Per Se- a class of conduct is brought under the per se rule only after the Court has had sufficient experience with the issue to know the conduct is almost always anticompetitive and almost never socially beneficial

Attempts to Monopolize- Inglis Test- P must show:

(1) Specific intent to achieve monopoly- burden is super high- use unfair methods- show by direct and circumstantial evidence and also by conduct- also use the Areeda-Turner test which can show through a mathematical formula that a firm is using predatory pricing and can eliminate any need for a showing a specific intent

(2) Predatory or anticompetitive conduct- Areeda-Turner concluded that a price below marginal cost should be presumed to be predatory trying to get ahead by dirty tricks instead of making a better product, and

(3) Dangerous probability of success- you can show a certain amount of market power (but no need to succeed in monopoly to pass this prong of test-you cannot infer that there is dangerous probability, you must show/prove a dangerous probability that these actions could result in monopoly- Spectrum Sports v. McQuillan)

* * * * * * *

#### [Jobs]
1. According to the antitrust notes, what price did Areeda-Turner conclude should be presumed to be predatory?
2. Name every element a plaintiff must show under the Inglis test for attempts to monopolize, as given in the antitrust notes.
3. Transcribe the antitrust notes from "Attempts to Monopolize- Inglis" up to and including "Sports v. McQuillan)".
The data items that come next are drawn from a separate source.

#### [Data items]
* * * * * * *

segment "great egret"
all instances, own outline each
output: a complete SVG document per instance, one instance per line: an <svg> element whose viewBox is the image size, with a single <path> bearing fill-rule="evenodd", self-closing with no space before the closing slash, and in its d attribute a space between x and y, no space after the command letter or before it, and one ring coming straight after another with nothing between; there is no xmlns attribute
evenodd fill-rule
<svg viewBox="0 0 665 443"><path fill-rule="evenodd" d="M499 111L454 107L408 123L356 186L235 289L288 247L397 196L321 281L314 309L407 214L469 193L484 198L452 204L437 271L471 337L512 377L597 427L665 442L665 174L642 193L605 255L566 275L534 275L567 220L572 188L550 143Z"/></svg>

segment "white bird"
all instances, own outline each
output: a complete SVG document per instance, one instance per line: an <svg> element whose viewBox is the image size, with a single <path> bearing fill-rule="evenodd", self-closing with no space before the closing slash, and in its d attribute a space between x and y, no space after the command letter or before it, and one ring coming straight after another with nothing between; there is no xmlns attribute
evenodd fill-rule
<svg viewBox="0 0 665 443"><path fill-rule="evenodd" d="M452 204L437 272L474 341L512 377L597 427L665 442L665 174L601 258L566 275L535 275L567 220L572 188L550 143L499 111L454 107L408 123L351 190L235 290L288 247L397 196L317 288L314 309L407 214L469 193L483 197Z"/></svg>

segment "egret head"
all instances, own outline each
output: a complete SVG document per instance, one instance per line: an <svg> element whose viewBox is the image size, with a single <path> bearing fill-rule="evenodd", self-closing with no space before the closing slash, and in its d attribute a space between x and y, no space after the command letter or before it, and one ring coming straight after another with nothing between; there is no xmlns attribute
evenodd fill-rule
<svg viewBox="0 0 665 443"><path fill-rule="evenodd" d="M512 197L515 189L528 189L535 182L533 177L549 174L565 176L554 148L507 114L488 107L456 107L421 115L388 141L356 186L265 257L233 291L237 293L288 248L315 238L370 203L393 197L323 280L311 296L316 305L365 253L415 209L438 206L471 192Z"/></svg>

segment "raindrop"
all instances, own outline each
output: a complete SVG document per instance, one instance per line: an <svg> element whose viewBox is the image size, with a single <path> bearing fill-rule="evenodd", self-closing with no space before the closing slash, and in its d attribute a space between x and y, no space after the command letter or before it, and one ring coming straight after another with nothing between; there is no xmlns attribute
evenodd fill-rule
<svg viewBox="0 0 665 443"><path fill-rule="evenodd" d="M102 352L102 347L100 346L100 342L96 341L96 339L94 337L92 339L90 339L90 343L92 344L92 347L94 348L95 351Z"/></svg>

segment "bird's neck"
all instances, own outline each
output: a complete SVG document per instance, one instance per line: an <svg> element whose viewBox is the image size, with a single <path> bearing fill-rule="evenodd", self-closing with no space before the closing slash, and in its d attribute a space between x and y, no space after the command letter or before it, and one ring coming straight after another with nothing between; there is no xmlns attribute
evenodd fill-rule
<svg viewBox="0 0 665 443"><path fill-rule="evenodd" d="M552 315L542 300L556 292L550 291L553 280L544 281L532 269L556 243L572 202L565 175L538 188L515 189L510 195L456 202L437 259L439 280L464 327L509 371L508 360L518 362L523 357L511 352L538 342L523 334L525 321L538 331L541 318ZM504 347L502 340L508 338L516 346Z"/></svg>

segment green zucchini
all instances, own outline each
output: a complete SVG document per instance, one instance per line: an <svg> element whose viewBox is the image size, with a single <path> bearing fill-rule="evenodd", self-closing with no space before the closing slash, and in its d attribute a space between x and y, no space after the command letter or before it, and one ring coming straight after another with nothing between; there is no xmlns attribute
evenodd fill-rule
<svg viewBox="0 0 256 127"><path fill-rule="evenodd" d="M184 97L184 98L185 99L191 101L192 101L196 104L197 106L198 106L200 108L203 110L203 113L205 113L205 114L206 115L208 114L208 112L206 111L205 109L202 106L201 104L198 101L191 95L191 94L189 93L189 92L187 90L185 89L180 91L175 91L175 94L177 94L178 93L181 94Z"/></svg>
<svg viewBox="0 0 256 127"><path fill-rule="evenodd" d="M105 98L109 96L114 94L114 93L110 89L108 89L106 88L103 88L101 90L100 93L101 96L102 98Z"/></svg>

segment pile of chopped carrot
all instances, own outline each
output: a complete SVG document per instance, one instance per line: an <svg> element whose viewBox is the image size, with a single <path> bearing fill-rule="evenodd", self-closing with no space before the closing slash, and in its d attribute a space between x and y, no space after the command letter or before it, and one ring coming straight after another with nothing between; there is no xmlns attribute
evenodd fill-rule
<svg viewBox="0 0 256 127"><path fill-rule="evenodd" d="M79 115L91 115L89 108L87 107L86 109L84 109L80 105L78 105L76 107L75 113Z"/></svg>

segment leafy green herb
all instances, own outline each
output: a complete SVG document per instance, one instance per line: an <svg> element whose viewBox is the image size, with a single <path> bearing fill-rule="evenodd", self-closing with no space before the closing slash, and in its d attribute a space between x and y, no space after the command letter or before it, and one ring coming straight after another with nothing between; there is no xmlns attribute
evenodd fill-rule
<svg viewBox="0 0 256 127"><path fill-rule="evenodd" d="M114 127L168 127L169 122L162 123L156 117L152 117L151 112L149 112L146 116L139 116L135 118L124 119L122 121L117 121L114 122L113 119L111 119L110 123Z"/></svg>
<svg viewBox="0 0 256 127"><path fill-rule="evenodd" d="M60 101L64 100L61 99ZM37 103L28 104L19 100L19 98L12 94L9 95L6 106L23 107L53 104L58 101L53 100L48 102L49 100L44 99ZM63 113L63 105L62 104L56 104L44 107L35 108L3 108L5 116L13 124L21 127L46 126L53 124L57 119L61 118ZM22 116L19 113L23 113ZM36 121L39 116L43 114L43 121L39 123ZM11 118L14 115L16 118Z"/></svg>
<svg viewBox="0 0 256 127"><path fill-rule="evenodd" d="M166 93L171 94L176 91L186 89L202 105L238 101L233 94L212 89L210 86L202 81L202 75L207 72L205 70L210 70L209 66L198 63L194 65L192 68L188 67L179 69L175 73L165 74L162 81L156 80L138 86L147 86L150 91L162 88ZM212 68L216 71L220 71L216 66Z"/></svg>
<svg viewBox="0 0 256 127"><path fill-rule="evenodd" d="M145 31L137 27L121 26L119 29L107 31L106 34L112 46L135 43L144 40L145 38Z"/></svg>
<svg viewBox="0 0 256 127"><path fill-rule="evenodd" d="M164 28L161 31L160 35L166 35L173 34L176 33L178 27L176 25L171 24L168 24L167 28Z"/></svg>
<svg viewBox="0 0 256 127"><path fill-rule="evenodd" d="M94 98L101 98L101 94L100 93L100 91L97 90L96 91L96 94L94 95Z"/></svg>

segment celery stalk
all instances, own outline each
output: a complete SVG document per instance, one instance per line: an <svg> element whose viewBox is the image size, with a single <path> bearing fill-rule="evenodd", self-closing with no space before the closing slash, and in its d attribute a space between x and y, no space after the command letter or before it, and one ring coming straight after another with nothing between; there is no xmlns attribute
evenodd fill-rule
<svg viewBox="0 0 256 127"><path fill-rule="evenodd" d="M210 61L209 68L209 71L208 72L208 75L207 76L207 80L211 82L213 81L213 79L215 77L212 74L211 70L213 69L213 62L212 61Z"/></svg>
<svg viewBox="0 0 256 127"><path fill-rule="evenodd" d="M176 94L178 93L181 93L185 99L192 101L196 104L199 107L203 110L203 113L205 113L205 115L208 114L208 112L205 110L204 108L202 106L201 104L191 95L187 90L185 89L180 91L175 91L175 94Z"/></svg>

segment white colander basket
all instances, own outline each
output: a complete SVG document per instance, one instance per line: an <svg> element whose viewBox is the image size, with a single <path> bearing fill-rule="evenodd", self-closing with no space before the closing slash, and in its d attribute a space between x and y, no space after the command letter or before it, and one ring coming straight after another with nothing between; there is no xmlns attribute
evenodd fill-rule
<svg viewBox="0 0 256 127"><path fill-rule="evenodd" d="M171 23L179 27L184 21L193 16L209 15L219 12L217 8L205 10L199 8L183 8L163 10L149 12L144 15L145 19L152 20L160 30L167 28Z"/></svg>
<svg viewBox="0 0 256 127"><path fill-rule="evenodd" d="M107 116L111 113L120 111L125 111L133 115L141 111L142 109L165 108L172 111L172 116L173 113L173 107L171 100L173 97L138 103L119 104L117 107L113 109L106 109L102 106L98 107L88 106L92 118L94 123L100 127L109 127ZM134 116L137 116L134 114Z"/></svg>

* * * * * * *

#### [Solutions to the tasks]
1. A price below marginal cost.

2.
- Specific intent to achieve monopoly
- Predatory or anticompetitive conduct
- Dangerous probability of success

3.
Attempts to Monopolize- Inglis Test- P must show:

(1) Specific intent to achieve monopoly- burden is super high- use unfair methods- show by direct and circumstantial evidence and also by conduct- also use the Areeda-Turner test which can show through a mathematical formula that a firm is using predatory pricing and can eliminate any need for a showing a specific intent

(2) Predatory or anticompetitive conduct- Areeda-Turner concluded that a price below marginal cost should be presumed to be predatory trying to get ahead by dirty tricks instead of making a better product, and

(3) Dangerous probability of success- you can show a certain amount of market power (but no need to succeed in monopoly to pass this prong of test-you cannot infer that there is dangerous probability, you must show/prove a dangerous probability that these actions could result in monopoly- Spectrum Sports v. McQuillan)